- _Problem to solve_:
Extract everything from "They allege Jammeh" down to "were they doing?" in the article below about the lawsuit over Gambia's HIV "cure," copying it word for word.

- _Page excerpt_:
[Start of section]

Patients sue Gambia's ex-president over 'bogus' HIV cure
'I could have lost my life,' says one plaintiff of her herbal treatment under president Yahya Jammeh
In a press release, Fatou Jattah described the ex-Gambian leader's treatment program as a "horror."
"I could have lost my life," said Jatta, one of three Gambians who has filed suit this week against the country's now-exiled leader Yahya Jammeh.
They allege Jammeh is responsible for the suffering they endured after he imposed a bizarre so-called "cure" for HIV and AIDS on patients in the west African country, starting in 2007.
Sarah Bosha is with the advocacy group AIDS-Free World, which is supporting the lawsuit. She was in Gambia earlier this month, visiting the plaintiffs.
Here is part of her conversation with As It Happens host Carol Off:
When you saw these three plaintiffs in Gambia, how were they doing?
They were doing really well. They were in good health and in high spirits.

[End of section]

(Dataset entries)
[Start of section]

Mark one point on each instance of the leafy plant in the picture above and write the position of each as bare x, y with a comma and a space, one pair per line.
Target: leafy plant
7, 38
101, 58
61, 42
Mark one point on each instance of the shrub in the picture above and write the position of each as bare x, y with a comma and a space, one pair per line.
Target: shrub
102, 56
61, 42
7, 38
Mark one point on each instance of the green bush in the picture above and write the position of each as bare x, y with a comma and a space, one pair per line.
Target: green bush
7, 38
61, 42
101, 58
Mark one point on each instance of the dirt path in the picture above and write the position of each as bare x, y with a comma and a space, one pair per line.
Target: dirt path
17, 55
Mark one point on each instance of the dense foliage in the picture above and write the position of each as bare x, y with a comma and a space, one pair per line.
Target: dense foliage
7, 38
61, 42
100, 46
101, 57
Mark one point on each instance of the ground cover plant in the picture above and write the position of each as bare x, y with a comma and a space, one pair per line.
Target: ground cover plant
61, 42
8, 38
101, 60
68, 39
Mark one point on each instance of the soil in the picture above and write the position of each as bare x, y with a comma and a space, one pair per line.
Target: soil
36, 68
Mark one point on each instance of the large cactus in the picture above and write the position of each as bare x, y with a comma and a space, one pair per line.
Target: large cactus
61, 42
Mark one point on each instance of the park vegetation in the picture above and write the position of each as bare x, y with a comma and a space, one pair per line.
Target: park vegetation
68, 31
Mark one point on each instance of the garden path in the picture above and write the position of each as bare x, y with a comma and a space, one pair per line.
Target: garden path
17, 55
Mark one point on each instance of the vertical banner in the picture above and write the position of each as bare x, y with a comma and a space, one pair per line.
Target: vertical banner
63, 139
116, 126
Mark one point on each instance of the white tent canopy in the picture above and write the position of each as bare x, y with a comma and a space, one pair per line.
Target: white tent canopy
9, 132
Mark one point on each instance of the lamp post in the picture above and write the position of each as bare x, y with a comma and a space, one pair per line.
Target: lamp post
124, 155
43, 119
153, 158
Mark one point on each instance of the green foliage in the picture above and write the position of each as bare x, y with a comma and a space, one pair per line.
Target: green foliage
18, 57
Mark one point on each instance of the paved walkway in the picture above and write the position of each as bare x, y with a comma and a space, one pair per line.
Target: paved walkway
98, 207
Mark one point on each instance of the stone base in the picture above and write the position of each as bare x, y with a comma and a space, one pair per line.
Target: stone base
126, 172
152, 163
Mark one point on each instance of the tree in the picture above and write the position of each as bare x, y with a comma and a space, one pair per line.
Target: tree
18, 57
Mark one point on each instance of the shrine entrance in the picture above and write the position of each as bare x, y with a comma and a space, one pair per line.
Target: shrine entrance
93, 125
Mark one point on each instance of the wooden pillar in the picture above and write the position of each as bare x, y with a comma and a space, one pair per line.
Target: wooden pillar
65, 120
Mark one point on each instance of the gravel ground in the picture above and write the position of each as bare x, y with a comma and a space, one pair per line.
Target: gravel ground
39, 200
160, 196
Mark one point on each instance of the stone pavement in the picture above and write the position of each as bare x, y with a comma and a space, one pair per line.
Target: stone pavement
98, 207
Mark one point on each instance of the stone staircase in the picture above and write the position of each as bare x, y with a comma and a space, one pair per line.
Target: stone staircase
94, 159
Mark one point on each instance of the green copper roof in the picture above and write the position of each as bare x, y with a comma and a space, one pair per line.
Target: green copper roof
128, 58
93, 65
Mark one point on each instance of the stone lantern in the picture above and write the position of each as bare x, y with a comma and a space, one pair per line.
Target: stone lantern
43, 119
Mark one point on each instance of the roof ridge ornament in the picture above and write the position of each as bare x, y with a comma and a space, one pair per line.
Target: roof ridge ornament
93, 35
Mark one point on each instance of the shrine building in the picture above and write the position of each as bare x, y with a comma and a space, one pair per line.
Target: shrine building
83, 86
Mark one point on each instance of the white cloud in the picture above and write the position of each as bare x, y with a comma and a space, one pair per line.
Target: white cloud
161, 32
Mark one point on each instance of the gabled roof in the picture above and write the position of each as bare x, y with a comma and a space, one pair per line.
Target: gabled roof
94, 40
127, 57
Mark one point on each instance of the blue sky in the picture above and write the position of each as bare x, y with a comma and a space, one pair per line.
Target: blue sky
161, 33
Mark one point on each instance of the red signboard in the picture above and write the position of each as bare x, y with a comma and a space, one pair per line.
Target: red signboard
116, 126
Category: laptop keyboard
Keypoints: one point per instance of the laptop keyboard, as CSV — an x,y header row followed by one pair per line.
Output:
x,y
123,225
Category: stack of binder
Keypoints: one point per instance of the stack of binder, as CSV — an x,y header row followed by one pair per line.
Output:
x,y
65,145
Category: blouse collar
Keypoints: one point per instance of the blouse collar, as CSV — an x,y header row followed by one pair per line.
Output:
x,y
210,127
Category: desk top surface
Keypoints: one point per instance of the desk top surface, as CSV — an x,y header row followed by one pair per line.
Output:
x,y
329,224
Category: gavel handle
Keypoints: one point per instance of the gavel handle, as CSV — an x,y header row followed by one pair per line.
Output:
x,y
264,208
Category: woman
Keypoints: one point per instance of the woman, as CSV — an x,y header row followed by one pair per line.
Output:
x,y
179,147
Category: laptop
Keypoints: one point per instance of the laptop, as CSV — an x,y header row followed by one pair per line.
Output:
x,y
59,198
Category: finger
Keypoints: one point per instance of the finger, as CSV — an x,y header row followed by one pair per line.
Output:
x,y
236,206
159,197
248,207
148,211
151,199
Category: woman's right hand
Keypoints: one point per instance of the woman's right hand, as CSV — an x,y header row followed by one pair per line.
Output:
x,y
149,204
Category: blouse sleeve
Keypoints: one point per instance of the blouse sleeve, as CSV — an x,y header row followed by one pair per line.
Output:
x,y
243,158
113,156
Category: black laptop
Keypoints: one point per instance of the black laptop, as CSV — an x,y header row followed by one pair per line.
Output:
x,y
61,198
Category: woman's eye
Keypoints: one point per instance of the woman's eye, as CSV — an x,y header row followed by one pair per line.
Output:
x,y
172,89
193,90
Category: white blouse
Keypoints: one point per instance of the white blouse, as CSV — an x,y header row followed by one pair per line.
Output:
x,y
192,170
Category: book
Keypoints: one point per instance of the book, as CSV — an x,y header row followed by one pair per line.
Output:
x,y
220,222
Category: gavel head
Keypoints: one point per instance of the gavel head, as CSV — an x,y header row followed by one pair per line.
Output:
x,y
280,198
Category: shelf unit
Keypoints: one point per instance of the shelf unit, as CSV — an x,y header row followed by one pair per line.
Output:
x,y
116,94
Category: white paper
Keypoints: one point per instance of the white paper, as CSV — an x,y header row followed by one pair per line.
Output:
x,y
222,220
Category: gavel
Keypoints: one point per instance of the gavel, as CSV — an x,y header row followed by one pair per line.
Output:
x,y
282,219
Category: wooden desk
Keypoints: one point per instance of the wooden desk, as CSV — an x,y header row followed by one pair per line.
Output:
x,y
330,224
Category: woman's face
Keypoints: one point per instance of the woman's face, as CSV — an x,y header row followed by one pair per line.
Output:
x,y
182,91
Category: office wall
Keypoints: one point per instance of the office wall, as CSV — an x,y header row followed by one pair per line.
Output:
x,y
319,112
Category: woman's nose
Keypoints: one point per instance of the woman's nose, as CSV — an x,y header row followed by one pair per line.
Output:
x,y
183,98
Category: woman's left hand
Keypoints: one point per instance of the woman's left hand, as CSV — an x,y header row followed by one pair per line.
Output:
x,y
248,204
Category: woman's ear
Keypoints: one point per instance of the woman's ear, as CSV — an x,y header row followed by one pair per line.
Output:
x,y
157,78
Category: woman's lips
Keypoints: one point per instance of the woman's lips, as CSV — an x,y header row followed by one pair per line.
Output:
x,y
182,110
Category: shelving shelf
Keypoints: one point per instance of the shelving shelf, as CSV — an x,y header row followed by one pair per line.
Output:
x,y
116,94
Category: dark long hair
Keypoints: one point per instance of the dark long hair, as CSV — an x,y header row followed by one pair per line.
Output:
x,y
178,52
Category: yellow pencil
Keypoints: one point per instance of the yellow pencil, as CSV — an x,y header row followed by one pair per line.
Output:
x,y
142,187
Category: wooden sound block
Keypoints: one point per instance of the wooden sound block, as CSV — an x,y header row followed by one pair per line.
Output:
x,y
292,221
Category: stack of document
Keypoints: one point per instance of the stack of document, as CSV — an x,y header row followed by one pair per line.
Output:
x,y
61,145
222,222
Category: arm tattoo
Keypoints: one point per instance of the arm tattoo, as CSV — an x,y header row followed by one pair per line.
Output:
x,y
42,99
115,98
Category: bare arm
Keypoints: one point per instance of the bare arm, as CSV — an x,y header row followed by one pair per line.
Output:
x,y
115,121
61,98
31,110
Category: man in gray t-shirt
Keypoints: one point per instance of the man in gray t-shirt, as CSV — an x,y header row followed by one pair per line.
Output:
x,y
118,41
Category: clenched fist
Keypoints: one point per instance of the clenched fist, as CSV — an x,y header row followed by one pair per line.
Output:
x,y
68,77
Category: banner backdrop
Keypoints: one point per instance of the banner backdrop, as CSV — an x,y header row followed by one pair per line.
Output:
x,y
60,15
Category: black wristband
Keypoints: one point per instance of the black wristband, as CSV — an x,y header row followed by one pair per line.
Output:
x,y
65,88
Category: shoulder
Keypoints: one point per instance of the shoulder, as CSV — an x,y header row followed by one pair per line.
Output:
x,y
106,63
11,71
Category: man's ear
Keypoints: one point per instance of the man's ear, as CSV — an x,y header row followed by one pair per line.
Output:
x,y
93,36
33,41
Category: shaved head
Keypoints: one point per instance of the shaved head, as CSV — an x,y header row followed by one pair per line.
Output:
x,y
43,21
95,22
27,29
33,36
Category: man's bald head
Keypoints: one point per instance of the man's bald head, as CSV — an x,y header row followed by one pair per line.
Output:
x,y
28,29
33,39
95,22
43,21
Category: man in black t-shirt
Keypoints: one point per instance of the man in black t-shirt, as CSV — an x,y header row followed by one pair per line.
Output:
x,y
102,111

[End of section]

- _Task output_:
They allege Jammeh is responsible for the suffering they endured after he imposed a bizarre so-called "cure" for HIV and AIDS on patients in the west African country, starting in 2007.
Sarah Bosha is with the advocacy group AIDS-Free World, which is supporting the lawsuit. She was in Gambia earlier this month, visiting the plaintiffs.
Here is part of her conversation with As It Happens host Carol Off:
When you saw these three plaintiffs in Gambia, how were they doing?